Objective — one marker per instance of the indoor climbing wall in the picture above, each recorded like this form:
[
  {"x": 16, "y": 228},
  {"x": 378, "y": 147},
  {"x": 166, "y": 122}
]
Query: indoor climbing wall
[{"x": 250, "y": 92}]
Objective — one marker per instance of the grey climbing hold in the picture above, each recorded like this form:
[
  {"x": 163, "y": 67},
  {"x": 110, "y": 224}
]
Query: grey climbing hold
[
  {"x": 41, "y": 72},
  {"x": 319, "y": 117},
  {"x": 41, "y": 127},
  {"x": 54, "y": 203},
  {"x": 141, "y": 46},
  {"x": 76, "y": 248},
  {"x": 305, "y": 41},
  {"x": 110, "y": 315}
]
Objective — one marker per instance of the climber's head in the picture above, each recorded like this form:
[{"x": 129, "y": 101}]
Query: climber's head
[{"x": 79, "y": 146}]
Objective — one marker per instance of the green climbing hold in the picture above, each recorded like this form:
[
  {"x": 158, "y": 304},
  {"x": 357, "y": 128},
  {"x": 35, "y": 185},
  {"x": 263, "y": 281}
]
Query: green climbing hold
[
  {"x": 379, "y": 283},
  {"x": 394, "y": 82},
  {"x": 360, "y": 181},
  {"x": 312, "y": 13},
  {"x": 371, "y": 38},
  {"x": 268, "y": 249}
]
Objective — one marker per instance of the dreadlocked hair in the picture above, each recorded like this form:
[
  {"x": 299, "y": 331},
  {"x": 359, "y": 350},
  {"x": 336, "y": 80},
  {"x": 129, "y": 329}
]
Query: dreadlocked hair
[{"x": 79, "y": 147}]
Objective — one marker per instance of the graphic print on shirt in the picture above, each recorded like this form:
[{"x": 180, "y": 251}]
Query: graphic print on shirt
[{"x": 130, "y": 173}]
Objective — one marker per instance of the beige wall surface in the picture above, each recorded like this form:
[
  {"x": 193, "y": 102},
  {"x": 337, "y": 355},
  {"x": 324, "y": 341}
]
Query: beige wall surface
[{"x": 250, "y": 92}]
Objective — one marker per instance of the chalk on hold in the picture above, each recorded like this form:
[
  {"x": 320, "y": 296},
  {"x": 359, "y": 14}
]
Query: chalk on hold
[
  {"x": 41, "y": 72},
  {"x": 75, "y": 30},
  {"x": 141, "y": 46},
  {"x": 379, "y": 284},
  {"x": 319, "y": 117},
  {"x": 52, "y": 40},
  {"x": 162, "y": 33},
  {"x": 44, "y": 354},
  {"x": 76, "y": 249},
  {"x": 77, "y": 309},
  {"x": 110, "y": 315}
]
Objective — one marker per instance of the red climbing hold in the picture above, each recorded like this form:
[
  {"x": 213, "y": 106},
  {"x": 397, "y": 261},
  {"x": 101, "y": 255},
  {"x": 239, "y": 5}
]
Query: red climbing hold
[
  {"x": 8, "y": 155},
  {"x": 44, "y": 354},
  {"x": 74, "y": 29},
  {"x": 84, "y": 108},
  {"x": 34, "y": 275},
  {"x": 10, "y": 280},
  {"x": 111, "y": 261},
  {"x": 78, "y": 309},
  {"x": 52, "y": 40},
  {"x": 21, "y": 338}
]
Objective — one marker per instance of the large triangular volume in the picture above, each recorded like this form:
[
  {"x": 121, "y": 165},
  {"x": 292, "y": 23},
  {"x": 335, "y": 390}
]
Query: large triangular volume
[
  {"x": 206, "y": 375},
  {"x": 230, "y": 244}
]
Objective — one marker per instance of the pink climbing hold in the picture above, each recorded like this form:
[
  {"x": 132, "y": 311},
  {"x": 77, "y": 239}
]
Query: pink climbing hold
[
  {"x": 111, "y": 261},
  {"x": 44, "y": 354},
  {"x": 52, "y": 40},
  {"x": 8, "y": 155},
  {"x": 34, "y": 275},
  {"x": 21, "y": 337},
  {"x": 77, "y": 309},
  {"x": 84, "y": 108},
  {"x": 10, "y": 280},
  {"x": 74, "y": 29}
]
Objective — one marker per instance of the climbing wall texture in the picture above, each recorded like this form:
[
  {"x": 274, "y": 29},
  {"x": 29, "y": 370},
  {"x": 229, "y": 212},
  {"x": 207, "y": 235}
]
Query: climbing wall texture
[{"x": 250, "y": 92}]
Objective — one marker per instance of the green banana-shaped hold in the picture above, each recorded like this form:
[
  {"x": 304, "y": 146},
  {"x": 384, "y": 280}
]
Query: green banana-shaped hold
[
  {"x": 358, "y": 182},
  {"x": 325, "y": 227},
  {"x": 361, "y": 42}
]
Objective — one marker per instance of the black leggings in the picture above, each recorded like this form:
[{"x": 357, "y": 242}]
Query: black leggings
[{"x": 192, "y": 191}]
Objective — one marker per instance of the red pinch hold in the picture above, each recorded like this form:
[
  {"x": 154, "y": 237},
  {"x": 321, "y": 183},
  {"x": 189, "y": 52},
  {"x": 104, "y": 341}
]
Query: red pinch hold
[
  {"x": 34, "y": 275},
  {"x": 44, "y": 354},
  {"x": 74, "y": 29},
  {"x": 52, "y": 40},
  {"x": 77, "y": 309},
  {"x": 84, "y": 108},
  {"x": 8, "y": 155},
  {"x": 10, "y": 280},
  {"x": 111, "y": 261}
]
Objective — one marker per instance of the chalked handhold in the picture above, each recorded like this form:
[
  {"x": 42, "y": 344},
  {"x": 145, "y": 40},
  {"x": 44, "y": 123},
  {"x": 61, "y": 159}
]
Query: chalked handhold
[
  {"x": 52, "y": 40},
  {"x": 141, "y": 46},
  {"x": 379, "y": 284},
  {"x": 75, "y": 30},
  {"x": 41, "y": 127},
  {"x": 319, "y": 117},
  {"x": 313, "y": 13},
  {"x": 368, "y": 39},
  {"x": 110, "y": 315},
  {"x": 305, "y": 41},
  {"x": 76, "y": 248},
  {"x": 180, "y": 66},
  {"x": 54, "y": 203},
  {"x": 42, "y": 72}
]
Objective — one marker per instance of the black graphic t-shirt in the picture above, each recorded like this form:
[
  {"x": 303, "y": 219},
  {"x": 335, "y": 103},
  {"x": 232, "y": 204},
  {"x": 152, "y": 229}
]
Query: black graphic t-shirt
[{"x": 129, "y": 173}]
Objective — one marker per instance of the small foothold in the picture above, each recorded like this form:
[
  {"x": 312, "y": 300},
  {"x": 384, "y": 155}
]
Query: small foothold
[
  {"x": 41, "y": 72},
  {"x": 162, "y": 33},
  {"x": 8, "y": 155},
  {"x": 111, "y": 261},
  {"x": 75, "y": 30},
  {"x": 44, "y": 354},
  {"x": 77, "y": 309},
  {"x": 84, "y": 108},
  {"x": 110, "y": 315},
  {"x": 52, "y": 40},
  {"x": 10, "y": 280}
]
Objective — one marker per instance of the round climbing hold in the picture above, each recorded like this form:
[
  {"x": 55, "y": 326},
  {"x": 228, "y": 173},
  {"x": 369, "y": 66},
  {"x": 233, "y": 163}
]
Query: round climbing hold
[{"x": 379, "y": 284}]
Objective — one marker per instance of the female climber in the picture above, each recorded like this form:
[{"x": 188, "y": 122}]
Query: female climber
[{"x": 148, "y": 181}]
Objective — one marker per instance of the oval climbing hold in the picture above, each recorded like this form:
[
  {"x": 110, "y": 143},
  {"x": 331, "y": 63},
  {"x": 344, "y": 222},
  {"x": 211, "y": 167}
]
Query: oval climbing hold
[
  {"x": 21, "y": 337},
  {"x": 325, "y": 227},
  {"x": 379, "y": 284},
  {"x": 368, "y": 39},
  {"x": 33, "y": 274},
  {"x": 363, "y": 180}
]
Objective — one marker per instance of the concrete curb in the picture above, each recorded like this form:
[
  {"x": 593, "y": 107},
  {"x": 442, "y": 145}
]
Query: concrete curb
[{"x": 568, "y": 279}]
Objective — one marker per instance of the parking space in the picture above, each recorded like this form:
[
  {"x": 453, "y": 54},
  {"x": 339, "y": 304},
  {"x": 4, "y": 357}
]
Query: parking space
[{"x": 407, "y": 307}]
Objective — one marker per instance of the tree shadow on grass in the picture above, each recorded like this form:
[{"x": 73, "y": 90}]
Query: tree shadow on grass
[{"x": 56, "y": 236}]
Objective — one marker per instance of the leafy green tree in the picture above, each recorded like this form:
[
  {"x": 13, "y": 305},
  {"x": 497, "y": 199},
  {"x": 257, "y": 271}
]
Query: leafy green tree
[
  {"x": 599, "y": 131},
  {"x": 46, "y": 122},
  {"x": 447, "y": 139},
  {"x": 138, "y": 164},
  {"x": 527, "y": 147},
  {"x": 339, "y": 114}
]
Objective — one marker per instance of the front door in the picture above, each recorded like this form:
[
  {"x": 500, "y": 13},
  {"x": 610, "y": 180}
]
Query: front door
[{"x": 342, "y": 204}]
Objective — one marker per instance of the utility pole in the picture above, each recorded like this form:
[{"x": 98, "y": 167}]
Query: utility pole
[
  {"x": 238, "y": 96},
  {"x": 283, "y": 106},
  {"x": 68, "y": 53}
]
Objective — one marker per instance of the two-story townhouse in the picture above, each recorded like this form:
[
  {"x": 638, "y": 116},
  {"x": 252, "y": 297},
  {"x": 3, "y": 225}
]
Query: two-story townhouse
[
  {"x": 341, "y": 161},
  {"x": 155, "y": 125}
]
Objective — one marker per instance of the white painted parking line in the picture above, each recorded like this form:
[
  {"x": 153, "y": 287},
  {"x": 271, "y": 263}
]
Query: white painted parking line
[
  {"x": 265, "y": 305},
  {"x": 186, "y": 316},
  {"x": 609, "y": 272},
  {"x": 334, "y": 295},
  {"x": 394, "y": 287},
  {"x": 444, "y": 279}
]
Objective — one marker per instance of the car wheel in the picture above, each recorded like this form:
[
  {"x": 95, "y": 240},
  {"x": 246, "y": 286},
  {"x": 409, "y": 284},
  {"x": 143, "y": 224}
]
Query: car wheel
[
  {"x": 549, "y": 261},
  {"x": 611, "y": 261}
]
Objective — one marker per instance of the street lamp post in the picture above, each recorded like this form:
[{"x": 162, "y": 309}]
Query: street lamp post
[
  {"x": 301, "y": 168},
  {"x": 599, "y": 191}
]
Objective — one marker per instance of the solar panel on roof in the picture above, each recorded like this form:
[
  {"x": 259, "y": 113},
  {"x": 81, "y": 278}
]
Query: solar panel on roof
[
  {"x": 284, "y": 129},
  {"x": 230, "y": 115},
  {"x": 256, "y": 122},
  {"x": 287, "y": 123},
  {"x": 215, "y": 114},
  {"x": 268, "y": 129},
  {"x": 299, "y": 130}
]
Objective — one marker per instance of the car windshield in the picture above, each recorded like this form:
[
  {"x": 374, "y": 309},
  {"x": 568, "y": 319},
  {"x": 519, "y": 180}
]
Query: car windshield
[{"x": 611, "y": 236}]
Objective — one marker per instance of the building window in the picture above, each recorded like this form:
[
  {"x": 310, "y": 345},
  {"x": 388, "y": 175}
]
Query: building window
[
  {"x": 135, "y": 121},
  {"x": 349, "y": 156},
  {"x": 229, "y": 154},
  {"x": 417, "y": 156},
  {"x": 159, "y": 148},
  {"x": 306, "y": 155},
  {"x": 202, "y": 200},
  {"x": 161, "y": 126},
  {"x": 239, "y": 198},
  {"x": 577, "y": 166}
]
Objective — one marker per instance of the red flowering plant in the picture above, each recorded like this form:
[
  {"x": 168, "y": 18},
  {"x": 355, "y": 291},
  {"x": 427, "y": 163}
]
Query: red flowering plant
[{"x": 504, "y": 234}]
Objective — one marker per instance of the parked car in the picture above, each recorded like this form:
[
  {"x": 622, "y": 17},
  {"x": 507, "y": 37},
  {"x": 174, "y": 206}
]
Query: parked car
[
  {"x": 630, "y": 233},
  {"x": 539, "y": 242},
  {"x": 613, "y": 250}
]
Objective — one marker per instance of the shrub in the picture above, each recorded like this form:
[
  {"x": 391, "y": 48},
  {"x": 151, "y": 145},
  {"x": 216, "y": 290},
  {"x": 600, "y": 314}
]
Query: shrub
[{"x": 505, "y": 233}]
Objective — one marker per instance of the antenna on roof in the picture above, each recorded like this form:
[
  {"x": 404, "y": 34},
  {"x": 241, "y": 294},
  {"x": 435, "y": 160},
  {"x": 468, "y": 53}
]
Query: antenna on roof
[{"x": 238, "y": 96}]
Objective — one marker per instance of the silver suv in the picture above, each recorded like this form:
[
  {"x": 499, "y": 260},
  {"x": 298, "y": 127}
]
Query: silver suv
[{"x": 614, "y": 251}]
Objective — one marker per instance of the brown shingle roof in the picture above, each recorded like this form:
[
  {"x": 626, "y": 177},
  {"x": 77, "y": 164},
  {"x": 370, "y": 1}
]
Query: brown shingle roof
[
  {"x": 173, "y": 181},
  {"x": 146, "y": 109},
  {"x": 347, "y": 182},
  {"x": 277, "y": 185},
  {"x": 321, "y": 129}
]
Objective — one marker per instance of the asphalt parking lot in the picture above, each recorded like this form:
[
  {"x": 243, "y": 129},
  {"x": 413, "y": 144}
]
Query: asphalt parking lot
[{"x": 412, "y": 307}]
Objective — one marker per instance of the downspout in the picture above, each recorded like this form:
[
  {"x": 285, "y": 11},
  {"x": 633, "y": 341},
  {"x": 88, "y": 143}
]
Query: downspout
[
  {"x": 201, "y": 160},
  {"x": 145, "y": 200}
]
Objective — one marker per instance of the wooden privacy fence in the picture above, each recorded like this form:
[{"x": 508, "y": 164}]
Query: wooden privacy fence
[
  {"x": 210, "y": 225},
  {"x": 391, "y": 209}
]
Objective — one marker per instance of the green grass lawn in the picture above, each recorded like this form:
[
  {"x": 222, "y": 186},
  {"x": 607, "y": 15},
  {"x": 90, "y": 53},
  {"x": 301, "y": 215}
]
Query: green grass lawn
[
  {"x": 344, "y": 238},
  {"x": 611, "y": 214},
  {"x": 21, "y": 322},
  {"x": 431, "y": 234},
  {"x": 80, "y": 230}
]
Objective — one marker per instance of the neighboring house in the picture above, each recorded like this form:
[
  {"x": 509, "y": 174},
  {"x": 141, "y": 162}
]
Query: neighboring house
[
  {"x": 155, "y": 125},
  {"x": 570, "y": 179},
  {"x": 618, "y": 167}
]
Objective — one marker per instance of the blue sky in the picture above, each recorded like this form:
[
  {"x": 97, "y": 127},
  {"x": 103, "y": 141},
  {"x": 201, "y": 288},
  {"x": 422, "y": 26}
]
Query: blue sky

--------------------------------------------------

» Work item
Scan the material above for the word "blue". Copy each line where it occurs.

» Your response
Objective — one marker per instance of the blue sky in the picture above, each recorded like this form:
Query: blue sky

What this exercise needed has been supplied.